## Task directions
Format each line of the entries below as a Markdown table with two columns, "No." for the row number and "Line" for the line itself. Leave out any blank lines.

─── Excerpted data ───

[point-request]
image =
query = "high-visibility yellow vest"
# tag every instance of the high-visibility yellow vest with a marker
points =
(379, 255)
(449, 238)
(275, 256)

───

## Solution to this task
| No. | Line |
|---|---|
| 1 | [point-request] |
| 2 | image = |
| 3 | query = "high-visibility yellow vest" |
| 4 | # tag every instance of the high-visibility yellow vest with a marker |
| 5 | points = |
| 6 | (379, 255) |
| 7 | (449, 238) |
| 8 | (275, 256) |